--- Document source ---

En effet, “ le monde n’est pas une marchandise ”, “ un autre monde est possible” sont des mots d’ordre dont la dont la dynamique et de la puissance unificatrice dépassent la diversité et l’hétérogénéité du mouvement altermondialiste. Mais ils en contiennent aussi toutes les ambiguïtés et les contradictions potentielles.

D’un côté en effet, on l’a vu, ces deux phrases confèrent à la contestation de la mondialisation libérale sa portée anticapitaliste globale : la satisfaction des besoins de la majorité de la population, la préservation des biens communs de l’humanité, des services publics, doivent de façon inconditionnelle, passer avant les objectifs de profit et les lois de la marchandise.

---

**Consignes:**
• a. Indiquez si chacune des affirmations suivantes concorde avec le texte sur le mouvement altermondialiste, en répondant par oui ou par non et en citant les mots décisifs du texte. (i) Les deux mots d'ordre contiennent aussi des ambiguïtés et des contradictions potentielles. (ii) Les objectifs de profit doivent passer avant la préservation des services publics. (iii) Les deux phrases donnent à la contestation de la mondialisation libérale une portée anticapitaliste globale.
• b. Reprenez le texte sur le mouvement altermondialiste et poursuivez-le après sa dernière phrase.

--- Données fournies ---

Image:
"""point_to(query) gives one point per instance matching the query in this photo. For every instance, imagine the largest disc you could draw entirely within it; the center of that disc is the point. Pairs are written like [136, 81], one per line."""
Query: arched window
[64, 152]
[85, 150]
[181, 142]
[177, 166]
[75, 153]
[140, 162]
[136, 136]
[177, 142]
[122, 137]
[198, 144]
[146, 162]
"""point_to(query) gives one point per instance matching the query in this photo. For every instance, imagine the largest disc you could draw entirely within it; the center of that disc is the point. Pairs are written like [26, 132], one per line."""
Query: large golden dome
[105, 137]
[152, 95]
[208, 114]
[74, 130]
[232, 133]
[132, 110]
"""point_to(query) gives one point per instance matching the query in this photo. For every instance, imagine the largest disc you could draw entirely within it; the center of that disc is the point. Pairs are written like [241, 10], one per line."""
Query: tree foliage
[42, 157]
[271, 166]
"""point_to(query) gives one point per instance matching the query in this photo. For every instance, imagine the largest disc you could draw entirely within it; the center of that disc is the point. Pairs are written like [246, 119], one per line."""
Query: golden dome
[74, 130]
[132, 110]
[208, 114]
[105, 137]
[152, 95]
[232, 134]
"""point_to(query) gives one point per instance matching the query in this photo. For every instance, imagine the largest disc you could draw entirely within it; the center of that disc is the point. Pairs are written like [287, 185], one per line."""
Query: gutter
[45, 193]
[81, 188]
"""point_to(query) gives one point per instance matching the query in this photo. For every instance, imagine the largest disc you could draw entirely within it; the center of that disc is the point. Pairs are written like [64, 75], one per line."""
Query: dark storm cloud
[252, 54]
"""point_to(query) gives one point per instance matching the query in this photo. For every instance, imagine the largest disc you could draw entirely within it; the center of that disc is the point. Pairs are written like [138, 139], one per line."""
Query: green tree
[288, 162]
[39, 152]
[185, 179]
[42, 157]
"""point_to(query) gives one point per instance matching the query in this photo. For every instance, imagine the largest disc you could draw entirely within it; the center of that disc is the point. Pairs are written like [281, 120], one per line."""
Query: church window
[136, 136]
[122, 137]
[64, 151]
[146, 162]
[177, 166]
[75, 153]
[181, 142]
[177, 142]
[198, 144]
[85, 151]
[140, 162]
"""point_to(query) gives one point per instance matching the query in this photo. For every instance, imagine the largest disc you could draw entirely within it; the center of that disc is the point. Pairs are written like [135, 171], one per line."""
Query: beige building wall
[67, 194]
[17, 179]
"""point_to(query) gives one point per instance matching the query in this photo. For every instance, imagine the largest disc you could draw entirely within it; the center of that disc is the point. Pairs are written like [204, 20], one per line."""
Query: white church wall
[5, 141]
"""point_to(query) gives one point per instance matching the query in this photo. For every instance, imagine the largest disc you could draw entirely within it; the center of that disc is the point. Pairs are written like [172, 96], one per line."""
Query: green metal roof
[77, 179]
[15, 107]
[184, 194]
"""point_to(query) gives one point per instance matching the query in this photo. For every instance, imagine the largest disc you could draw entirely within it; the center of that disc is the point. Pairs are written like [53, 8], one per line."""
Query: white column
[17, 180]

---

**Réponses:**
• a.
(i) Oui : « Mais ils en contiennent aussi toutes les ambiguïtés et les contradictions potentielles. »
(ii) Non : « doivent de façon inconditionnelle, passer avant les objectifs de profit et les lois de la marchandise »
(iii) Oui : « ces deux phrases confèrent à la contestation de la mondialisation libérale sa portée anticapitaliste globale »

• b.
Mais d’un autre côté, comme perspective de lutte, la “ démarchandisation du monde ”, de même que l’ “ autre monde possible ”, peuvent revêtir bien des visages. Cet objectif débouche en effet sur la remise au premier plan la valeur d’usage des biens produits, l’orientation de la production vers la satisfaction directe des besoins, la remise en cause des liens sociaux dépersonnalisants du marché : ces programmes peuvent se mettre en oeuvre de deux façons, fondamentalement contradictoires entre elles en termes d’émancipation humaine et notamment d’émancipation des femmes, aboutissant à deux grandes catégories de projets de société aux antipodes l’un de l’autre.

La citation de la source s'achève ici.